BEGIN

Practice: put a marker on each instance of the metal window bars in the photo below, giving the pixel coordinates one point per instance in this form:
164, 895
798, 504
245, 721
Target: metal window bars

END
BEGIN

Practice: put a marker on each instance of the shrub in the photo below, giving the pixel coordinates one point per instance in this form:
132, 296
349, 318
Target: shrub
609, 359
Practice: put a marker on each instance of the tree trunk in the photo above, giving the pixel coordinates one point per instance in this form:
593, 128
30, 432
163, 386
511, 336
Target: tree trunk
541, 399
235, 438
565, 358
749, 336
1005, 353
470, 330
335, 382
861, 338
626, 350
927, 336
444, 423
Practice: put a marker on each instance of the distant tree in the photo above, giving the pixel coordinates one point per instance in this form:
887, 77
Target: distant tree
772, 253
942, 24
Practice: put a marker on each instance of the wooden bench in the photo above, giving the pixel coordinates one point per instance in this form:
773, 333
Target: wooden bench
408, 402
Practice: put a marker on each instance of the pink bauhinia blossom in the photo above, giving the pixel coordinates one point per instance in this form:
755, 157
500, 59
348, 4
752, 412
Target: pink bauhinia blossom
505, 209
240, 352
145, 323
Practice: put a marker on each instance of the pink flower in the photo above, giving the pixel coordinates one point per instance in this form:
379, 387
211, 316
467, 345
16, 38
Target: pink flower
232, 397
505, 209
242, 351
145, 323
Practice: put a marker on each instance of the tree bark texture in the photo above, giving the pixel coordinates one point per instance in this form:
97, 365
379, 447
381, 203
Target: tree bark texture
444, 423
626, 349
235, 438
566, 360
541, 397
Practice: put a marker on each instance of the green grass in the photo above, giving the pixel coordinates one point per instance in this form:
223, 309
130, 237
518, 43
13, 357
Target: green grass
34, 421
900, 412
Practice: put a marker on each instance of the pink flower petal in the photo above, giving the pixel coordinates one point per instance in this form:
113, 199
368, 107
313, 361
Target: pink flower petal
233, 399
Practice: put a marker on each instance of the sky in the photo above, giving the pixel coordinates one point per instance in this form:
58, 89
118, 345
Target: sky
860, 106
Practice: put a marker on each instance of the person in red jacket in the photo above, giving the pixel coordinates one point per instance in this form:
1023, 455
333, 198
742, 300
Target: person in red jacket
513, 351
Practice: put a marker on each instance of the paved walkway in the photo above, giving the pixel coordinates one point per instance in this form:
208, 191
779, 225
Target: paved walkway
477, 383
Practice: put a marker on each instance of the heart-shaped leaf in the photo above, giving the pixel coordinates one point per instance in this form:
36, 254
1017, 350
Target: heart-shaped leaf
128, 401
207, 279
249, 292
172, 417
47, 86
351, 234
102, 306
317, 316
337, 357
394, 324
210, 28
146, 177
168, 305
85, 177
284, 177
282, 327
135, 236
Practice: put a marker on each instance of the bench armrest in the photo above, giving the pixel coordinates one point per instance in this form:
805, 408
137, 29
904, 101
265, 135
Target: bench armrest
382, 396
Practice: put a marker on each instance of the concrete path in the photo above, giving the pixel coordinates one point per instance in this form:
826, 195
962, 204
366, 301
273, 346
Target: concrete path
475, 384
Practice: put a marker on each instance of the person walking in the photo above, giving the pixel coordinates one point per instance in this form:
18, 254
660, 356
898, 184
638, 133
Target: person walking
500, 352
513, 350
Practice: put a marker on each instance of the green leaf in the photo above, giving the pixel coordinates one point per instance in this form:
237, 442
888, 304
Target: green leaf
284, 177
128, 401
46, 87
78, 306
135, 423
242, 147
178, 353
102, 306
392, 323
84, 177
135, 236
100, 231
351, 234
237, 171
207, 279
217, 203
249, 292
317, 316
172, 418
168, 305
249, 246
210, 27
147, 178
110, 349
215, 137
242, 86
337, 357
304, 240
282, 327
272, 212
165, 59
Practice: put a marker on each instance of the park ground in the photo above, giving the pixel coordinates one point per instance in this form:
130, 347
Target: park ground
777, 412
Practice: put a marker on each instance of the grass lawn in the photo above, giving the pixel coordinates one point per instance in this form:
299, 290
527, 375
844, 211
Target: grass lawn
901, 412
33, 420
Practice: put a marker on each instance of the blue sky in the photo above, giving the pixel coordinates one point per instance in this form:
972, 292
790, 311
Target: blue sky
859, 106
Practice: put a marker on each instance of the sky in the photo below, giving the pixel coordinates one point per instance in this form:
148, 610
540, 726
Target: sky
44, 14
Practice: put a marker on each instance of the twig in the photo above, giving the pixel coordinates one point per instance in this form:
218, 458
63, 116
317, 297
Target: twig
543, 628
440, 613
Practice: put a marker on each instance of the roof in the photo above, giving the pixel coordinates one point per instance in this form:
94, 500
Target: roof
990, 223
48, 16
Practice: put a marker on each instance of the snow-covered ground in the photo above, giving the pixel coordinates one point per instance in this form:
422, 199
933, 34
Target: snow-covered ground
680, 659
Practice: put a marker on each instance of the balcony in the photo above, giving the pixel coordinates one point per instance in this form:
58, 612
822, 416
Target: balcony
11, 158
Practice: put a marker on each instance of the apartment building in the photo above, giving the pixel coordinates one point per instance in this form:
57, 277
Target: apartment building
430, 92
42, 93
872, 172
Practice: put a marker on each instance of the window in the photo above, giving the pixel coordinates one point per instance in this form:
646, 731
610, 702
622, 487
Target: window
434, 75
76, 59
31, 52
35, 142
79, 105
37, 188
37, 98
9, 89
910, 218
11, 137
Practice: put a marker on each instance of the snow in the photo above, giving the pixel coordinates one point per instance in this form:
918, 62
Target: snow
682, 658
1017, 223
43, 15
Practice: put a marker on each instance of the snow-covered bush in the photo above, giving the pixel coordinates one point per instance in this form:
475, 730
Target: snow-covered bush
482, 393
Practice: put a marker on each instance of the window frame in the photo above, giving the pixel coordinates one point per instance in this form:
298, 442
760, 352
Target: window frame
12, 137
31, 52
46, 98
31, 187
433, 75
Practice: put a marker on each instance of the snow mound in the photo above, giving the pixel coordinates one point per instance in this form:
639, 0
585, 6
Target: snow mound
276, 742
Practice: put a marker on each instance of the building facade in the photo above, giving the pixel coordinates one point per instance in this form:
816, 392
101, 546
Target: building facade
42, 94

END

Please go through the data above and copy each line containing the word "below".

Practice: put a marker on each instance of the metal window bars in the photo below, giving the pixel coordinates one point per instance in this form:
Practice: put a marker on each instance of the shrub in the photo below, giving the pixel coordinates one point per instance in this form:
Practice: put a marker on each instance of the sky in the photo below, giving the pixel coordinates one point per instance in this form:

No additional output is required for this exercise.